Records to process below:
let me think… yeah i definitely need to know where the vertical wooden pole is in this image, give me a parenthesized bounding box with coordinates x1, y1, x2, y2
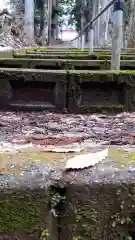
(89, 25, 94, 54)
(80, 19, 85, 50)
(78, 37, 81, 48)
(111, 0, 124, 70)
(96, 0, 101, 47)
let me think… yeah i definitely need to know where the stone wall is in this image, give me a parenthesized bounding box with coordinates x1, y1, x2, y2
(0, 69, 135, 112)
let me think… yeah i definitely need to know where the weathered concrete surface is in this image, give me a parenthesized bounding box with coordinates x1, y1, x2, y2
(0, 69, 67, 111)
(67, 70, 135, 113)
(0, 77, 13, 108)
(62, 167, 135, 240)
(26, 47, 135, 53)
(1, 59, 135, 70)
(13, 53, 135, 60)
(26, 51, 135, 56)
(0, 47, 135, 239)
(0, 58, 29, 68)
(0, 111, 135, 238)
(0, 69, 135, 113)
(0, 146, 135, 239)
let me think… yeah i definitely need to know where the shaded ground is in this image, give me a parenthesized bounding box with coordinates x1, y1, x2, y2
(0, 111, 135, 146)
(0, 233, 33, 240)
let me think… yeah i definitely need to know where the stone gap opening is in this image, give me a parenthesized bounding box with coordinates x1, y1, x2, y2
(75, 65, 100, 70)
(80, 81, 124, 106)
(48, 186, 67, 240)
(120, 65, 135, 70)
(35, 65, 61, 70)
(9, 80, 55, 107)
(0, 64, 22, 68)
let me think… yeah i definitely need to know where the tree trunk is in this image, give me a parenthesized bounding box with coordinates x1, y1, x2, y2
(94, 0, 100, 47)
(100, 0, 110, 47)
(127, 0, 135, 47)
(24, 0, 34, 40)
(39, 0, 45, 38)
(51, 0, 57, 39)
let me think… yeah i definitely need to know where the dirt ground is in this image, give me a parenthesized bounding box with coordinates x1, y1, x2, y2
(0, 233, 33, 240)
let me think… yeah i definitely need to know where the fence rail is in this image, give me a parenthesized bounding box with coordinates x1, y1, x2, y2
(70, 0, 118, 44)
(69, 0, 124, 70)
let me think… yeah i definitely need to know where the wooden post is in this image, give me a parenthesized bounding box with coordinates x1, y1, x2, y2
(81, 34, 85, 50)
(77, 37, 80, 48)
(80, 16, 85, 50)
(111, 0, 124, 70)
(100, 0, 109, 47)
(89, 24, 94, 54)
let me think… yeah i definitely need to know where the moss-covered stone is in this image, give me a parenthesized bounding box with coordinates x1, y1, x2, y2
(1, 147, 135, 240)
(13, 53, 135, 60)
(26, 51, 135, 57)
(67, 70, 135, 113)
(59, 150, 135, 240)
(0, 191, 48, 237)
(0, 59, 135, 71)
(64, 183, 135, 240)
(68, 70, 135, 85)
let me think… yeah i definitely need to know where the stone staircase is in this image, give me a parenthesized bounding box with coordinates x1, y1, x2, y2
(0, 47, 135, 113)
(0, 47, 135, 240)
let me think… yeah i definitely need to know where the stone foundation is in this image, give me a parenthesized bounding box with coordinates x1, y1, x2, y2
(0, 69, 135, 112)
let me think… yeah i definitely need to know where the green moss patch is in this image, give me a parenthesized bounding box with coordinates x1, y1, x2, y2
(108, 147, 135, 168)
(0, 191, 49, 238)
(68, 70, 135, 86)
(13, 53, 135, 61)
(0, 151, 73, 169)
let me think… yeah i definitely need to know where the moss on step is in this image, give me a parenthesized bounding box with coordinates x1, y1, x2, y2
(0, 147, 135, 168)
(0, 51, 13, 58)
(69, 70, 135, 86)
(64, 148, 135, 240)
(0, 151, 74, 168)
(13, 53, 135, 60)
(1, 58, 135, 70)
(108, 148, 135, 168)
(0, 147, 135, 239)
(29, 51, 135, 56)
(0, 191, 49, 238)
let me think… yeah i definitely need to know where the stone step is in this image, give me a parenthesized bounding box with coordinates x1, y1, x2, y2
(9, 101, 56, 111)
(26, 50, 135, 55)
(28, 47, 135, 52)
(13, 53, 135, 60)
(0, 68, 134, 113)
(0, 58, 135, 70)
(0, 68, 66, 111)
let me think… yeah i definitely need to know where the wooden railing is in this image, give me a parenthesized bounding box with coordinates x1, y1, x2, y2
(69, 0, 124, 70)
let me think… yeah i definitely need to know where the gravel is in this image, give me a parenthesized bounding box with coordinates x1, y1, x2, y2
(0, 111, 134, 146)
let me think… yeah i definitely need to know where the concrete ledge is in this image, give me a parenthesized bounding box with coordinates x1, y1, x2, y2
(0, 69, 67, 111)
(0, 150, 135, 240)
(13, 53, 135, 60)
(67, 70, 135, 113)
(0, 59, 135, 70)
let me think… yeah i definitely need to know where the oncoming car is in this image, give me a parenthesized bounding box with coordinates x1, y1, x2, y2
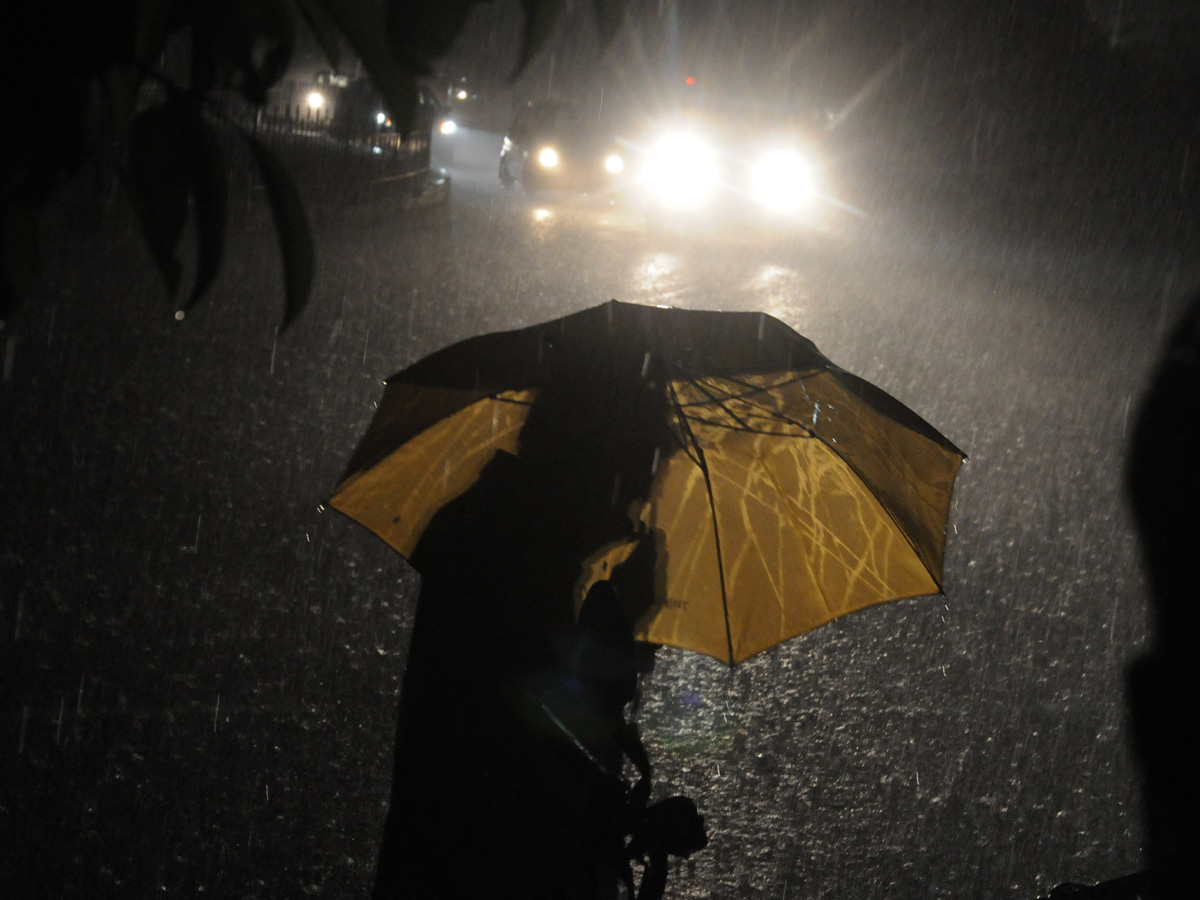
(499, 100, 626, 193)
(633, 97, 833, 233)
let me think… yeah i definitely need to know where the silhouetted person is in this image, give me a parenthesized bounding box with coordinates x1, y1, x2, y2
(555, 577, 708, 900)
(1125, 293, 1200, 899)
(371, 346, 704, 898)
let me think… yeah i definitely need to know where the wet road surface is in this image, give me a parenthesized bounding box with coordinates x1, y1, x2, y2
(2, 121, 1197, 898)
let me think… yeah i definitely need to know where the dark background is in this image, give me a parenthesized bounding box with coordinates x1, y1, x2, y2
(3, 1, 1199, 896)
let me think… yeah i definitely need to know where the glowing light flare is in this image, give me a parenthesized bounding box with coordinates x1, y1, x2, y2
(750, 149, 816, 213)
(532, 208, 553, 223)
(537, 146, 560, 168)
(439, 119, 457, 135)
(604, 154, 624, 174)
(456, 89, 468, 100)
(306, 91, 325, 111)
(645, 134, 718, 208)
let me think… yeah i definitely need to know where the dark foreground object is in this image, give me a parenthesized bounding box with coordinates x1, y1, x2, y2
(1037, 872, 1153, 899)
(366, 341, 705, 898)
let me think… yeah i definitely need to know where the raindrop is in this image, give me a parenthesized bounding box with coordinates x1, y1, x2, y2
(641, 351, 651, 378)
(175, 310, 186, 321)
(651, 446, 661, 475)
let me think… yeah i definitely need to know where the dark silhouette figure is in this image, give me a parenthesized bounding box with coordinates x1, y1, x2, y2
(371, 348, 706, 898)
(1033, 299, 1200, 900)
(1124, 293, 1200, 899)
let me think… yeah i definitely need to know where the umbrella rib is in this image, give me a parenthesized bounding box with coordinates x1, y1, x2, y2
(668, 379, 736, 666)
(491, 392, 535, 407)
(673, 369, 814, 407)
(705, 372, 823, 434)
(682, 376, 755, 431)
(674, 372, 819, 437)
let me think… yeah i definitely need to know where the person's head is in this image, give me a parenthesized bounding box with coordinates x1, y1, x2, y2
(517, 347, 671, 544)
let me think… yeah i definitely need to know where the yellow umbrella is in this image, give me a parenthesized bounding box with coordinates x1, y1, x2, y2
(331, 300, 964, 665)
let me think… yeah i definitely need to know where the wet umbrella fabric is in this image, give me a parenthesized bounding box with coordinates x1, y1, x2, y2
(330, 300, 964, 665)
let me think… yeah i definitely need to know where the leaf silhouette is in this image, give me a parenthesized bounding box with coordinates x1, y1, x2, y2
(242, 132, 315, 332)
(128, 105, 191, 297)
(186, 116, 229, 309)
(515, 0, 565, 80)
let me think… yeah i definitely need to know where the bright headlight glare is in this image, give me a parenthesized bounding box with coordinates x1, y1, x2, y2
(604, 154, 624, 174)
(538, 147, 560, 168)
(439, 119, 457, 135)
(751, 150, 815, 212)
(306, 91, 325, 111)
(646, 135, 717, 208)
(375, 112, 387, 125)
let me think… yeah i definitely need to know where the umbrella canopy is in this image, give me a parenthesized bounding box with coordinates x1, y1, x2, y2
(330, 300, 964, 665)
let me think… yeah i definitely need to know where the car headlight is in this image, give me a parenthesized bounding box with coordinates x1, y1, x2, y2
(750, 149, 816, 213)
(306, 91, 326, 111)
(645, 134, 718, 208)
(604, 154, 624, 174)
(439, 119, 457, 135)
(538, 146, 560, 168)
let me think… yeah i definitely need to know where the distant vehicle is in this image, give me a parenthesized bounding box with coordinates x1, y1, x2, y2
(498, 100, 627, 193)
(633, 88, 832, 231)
End of Records to process.
Activity =>
Starting at the line that contains "the umbrella canopy", retype every line through the end of the records exactly, and nothing else.

Response =>
let me think… yeah i definitely need to know where the umbrella canopy is in this image, give me a parenthesized bounding box with coordinates x1, y1, x2, y2
(330, 300, 964, 665)
let me think… yeah i definitely need to know where the car headlight is in this image, give me a parenthesized bounding box with coordinates x1, y1, x2, y2
(750, 149, 816, 213)
(306, 91, 326, 111)
(645, 134, 718, 208)
(604, 154, 624, 174)
(439, 119, 457, 135)
(538, 146, 560, 168)
let me think… yeah i definitely need to know where the distant vehicle is in this image, give me a parenthesized bounding box with coordinates x1, y1, x2, y2
(498, 100, 627, 193)
(633, 88, 832, 231)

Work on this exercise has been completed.